*Questions to answer*.
1. Reproduce word for word the stretch of the breast cancer article from "More than 14,500" through "in survival rates.".
2. Answer each question from the breast cancer article.
(a) How many Australian women are expected to be diagnosed with breast cancer this year?
(b) Out of every 100 women, how many are now alive five years after their diagnoses?
(c) Where is Sharon Cohrs from?
3. Decide whether each statement agrees with the breast cancer article. Answer yes or no, and quote the words that decide it.
(a) Professor Zorbas said early detection is largely responsible for the increase in survival rates.
(b) The research on exercise involved fewer than 5,000 women.
(c) Ms Cohrs said every survivor has to follow her example.

*Passage for review*.
· · · · · · ·
More than 14,500 Australian women are expected to be diagnosed with breast cancer this year and that number is set to rise to more than 17,000 in the next eight years.
But despite that sobering statistic, Cancer Australia CEO Professor Helen Zorbas says Australia has one of the world's best survival rates from the disease.
"Just a generation ago ... only about 72 out of every 100 women were alive five years after their diagnoses. Now it's 89," Prof Zorbas told a Pink Ribbon Day breakfast.
She told the audience that early detection is largely responsible for the increase in survival rates.
Professor Zorbas pointed to the national mammography screening program as a factor, together with increasing awareness of the disease and its symptoms.
She said concerns of the cancer's recurrence is a factor that affects survivors but pointed to recent research involving more than 10,000 women with the disease, indicating exercise may help prevent it returning.
"Even moderate physical activity was shown to reduce the risk of recurrence by 24 per cent and reduce the risk of dying by more than a third," she said.
Breast cancer survivor Sharon Cohrs, from Cairns, took this advice seriously by becoming the first breast cancer survivor to climb to the summit of Mount Everest.
Ms Cohrs told the breakfast not every survivor has to follow her example but all have dreams that can be followed after they've left the disease behind.
She says before she reached the summit she had already climbed Everest many times in her mind.
"Every time I would sit in that chemo chair I would close my eyes and I could feel the hold mountain air on my face ... I would then picture myself standing on top of the mountain with my arms out wide feeling pain-free ... and my sickness was gone."
· · · · · · ·
*Data records*.
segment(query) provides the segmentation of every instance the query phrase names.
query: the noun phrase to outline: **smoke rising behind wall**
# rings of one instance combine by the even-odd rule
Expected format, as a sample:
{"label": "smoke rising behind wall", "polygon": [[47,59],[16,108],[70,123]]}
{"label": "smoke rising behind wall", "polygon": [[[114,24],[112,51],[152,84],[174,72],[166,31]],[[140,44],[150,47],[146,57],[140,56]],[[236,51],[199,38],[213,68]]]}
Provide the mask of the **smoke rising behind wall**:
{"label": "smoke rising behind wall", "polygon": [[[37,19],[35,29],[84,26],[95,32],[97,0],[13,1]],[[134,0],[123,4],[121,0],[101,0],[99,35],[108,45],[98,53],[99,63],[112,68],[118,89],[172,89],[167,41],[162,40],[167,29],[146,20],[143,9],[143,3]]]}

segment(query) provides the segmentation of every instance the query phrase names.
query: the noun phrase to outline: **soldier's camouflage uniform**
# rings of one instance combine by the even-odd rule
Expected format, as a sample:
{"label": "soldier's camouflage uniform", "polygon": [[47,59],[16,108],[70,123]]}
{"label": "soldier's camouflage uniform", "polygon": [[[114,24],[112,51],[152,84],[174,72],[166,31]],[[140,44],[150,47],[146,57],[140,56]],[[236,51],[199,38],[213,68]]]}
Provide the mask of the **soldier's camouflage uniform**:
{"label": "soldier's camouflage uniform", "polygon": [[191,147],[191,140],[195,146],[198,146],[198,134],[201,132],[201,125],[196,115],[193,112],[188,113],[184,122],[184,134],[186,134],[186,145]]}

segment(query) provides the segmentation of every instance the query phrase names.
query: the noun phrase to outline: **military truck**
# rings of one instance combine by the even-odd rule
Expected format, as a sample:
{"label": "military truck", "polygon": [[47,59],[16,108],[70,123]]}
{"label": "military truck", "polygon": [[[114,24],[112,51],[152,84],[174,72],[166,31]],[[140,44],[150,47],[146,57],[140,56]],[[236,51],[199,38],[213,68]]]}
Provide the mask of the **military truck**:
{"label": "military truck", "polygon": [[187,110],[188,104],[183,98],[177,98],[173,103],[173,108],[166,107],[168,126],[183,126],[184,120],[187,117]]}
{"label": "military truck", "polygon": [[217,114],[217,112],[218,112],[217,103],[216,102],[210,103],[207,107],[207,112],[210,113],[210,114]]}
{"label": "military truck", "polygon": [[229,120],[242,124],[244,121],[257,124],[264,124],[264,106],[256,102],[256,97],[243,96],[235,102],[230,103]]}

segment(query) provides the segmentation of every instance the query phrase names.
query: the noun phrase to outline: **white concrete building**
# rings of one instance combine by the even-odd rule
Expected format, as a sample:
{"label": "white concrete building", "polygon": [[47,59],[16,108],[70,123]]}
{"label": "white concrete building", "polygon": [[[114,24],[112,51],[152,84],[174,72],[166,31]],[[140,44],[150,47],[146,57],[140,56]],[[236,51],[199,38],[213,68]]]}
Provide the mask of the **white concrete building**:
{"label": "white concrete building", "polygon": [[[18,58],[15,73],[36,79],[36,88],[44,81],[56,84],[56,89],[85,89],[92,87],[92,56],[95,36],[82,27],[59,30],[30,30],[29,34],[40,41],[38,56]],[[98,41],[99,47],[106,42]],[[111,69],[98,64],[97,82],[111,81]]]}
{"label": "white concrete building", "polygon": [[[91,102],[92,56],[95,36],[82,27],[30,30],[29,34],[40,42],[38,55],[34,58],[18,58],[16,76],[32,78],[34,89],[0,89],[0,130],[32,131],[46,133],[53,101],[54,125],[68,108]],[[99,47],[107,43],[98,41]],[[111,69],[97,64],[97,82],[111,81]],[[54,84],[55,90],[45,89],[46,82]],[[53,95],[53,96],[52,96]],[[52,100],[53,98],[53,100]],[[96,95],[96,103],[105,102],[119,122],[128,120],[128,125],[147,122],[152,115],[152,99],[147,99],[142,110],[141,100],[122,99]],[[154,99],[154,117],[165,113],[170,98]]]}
· · · · · · ·
*Answers for the exercise*.
1.
More than 14,500 Australian women are expected to be diagnosed with breast cancer this year and that number is set to rise to more than 17,000 in the next eight years.
But despite that sobering statistic, Cancer Australia CEO Professor Helen Zorbas says Australia has one of the world's best survival rates from the disease.
"Just a generation ago ... only about 72 out of every 100 women were alive five years after their diagnoses. Now it's 89," Prof Zorbas told a Pink Ribbon Day breakfast.
She told the audience that early detection is largely responsible for the increase in survival rates.

2.
(a) More than 14,500.
(b) 89.
(c) Cairns.

3.
(a) Yes: "early detection is largely responsible for the increase in survival rates"
(b) No: "recent research involving more than 10,000 women with the disease"
(c) No: "not every survivor has to follow her example"